* CHALLENGE: Identify every line in the records that contains the word "misty" and copy each of those lines. Case counts.

* LISTING:
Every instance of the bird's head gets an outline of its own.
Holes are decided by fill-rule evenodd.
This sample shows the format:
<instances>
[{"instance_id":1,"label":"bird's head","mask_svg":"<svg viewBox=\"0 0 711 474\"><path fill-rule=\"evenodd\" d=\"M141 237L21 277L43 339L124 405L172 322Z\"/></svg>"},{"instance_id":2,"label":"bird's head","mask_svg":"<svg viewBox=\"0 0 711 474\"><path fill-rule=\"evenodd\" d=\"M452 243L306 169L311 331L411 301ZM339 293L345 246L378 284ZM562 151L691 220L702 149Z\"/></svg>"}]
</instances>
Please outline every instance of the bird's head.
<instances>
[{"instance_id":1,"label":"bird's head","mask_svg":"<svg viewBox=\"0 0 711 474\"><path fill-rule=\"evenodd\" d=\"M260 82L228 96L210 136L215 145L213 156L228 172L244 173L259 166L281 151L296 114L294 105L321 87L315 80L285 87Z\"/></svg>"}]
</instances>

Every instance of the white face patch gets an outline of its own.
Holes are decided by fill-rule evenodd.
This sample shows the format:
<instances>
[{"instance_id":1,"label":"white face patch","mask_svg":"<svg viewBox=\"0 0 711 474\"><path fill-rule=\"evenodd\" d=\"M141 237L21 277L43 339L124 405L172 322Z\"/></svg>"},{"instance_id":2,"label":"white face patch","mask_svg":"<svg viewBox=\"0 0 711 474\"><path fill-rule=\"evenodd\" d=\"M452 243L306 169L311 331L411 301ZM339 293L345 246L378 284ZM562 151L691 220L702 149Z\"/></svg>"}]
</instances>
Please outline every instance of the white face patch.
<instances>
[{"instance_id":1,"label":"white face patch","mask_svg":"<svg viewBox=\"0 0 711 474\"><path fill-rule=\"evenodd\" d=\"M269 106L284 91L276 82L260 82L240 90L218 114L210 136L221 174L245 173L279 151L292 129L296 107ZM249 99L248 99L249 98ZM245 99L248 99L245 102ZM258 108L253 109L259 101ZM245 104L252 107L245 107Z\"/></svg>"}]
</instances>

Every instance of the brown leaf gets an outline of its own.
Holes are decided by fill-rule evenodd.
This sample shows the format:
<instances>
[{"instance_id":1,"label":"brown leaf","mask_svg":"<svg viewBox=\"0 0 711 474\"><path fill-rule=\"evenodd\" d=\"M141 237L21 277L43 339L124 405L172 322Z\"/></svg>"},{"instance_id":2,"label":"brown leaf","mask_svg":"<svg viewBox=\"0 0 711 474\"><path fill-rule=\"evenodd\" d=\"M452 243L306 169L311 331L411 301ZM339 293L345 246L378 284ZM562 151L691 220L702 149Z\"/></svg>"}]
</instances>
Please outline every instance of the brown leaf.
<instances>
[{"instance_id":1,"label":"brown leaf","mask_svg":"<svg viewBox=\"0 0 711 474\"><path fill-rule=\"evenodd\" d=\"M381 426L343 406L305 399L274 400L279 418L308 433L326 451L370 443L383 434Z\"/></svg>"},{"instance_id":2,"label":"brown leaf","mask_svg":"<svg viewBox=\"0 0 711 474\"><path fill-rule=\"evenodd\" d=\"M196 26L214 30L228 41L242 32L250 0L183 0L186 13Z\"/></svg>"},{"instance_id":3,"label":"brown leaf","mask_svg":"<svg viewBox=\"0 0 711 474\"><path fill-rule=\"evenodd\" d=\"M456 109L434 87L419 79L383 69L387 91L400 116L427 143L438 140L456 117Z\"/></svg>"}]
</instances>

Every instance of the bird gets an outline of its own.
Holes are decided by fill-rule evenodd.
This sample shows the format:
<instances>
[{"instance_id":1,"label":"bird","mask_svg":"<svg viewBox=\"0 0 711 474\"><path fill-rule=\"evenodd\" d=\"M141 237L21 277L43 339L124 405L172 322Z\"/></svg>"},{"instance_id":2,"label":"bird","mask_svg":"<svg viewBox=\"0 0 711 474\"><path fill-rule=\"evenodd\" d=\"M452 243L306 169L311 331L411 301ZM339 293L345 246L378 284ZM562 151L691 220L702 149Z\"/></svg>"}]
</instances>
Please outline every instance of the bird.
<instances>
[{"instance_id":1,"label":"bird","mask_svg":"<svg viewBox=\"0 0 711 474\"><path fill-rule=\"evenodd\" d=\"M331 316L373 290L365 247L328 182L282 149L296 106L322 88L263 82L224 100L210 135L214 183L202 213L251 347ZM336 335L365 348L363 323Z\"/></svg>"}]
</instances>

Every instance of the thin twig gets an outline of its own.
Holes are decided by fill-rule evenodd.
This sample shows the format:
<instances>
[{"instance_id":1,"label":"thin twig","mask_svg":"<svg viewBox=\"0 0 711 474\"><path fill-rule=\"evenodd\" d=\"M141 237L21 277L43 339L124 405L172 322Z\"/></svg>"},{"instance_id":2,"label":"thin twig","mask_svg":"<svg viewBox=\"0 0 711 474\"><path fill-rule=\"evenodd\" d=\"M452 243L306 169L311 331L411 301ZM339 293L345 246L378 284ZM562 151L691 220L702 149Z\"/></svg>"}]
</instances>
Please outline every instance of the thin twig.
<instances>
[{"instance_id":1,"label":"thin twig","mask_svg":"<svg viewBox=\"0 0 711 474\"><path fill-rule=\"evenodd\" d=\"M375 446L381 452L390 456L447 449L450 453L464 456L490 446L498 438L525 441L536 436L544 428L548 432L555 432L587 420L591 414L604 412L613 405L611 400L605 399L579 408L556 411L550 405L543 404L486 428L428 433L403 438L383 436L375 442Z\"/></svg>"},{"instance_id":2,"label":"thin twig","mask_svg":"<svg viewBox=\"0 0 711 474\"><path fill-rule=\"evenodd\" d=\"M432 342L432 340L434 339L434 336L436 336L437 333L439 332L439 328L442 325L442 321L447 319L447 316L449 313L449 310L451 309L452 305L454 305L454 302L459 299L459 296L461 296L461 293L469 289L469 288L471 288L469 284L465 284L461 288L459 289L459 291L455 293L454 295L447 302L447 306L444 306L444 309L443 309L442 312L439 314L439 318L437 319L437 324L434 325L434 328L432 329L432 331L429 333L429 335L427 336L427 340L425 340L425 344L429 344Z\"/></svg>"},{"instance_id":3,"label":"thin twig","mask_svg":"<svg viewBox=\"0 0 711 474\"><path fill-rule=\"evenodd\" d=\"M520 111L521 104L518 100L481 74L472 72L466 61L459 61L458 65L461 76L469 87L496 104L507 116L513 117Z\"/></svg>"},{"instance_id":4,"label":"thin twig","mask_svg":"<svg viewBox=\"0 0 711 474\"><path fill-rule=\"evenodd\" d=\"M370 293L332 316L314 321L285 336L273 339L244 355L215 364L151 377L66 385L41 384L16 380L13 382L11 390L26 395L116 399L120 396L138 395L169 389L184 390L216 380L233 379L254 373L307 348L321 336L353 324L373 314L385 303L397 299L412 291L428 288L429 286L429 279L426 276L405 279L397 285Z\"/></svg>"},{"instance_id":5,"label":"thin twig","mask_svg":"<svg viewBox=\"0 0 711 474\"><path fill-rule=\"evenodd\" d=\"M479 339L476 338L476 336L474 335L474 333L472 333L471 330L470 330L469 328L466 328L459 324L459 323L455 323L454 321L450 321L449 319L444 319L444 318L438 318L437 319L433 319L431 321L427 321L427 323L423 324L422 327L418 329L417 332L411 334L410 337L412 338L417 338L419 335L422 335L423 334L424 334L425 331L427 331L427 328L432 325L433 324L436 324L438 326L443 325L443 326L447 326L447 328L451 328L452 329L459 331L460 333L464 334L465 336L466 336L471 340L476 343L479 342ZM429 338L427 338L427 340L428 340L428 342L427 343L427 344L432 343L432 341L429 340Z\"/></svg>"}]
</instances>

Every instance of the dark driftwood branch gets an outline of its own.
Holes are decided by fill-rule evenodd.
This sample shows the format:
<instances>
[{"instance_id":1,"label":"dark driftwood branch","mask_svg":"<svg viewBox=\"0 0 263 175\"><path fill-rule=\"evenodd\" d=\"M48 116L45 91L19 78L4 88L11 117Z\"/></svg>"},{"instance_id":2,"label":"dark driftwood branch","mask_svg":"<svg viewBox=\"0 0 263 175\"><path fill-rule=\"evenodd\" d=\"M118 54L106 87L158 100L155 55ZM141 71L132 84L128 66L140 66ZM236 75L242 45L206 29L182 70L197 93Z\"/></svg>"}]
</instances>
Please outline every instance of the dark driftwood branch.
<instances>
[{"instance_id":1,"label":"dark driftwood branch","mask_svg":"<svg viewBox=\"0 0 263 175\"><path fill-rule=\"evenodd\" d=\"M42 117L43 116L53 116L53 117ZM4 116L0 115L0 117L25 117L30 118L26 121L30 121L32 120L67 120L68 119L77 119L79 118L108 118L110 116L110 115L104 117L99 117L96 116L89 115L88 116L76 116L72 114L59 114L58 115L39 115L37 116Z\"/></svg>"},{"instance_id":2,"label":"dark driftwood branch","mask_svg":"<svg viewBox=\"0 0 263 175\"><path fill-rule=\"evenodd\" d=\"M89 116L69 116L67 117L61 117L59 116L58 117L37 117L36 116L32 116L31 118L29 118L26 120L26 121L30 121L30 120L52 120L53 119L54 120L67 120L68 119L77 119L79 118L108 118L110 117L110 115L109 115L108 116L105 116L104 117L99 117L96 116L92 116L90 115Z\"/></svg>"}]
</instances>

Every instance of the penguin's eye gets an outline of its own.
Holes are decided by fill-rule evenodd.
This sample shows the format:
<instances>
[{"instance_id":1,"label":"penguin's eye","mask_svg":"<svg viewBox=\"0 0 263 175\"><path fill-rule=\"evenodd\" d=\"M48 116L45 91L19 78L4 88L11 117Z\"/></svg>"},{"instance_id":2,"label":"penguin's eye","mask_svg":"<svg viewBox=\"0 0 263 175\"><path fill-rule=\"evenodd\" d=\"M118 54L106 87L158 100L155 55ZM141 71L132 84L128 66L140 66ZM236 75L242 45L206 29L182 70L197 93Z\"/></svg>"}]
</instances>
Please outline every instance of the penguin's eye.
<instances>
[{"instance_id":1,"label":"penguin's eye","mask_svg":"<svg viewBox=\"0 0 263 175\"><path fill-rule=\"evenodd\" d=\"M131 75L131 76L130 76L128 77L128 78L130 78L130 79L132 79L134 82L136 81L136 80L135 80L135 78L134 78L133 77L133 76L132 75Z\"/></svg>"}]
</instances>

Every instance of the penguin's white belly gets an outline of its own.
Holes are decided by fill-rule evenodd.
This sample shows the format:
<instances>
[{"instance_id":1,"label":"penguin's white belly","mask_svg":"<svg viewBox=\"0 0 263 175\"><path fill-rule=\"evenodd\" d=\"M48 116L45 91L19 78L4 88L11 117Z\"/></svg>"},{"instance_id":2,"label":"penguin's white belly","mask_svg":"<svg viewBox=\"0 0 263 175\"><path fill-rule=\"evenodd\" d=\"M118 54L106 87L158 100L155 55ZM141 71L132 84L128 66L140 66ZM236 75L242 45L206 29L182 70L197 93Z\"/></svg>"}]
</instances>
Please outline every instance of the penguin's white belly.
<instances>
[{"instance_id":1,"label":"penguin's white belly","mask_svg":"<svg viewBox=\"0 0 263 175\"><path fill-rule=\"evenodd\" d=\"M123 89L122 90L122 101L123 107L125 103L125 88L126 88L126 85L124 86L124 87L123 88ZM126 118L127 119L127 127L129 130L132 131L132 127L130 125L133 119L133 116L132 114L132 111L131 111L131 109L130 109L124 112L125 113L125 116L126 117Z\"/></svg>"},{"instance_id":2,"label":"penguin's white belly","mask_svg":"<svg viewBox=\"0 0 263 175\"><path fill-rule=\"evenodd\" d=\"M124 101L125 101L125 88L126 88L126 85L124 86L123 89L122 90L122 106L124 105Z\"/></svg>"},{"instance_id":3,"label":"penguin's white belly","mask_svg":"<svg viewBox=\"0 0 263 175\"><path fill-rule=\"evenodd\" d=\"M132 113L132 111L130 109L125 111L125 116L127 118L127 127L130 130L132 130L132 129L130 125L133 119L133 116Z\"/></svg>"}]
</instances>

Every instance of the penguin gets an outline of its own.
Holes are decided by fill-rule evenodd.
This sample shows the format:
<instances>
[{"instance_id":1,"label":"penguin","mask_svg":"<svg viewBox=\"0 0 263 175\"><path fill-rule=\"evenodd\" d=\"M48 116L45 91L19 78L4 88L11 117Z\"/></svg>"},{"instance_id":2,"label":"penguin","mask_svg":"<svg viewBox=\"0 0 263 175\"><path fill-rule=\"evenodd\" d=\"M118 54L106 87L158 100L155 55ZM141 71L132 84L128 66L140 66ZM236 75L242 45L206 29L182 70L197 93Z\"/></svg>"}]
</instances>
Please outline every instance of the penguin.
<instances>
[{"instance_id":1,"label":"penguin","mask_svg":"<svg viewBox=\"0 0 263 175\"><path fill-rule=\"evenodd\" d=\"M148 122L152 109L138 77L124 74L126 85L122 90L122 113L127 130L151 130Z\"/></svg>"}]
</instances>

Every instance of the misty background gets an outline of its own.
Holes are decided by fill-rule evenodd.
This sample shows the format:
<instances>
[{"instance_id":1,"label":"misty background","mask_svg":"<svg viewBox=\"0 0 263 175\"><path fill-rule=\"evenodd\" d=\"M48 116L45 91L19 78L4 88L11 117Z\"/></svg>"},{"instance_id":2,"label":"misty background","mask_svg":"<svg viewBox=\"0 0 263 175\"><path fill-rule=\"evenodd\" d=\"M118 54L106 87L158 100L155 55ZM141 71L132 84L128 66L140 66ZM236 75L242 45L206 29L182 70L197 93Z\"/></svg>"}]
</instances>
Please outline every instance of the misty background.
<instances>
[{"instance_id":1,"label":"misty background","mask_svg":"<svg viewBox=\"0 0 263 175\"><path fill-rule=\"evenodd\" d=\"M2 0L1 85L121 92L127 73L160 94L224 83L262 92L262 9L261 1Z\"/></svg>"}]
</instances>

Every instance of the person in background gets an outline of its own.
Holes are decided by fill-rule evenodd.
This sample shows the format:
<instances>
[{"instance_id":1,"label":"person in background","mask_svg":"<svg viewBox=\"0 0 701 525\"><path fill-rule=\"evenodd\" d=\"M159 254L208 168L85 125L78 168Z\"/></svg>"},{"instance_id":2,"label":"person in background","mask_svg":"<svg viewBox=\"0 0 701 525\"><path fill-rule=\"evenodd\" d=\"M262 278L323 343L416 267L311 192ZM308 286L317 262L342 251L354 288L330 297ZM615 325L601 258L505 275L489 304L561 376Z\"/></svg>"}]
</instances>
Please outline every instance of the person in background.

* RESPONSE TO THE EXERCISE:
Every instance of the misty background gets an outline of its own.
[{"instance_id":1,"label":"misty background","mask_svg":"<svg viewBox=\"0 0 263 175\"><path fill-rule=\"evenodd\" d=\"M48 116L45 91L19 78L4 88L11 117Z\"/></svg>"},{"instance_id":2,"label":"misty background","mask_svg":"<svg viewBox=\"0 0 263 175\"><path fill-rule=\"evenodd\" d=\"M118 54L106 87L158 100L155 55ZM141 71L132 84L128 66L140 66ZM236 75L242 45L206 29L182 70L197 93Z\"/></svg>"}]
Please outline every instance of the misty background.
[{"instance_id":1,"label":"misty background","mask_svg":"<svg viewBox=\"0 0 263 175\"><path fill-rule=\"evenodd\" d=\"M2 0L1 85L121 92L127 73L160 94L224 83L262 92L262 9L261 1Z\"/></svg>"}]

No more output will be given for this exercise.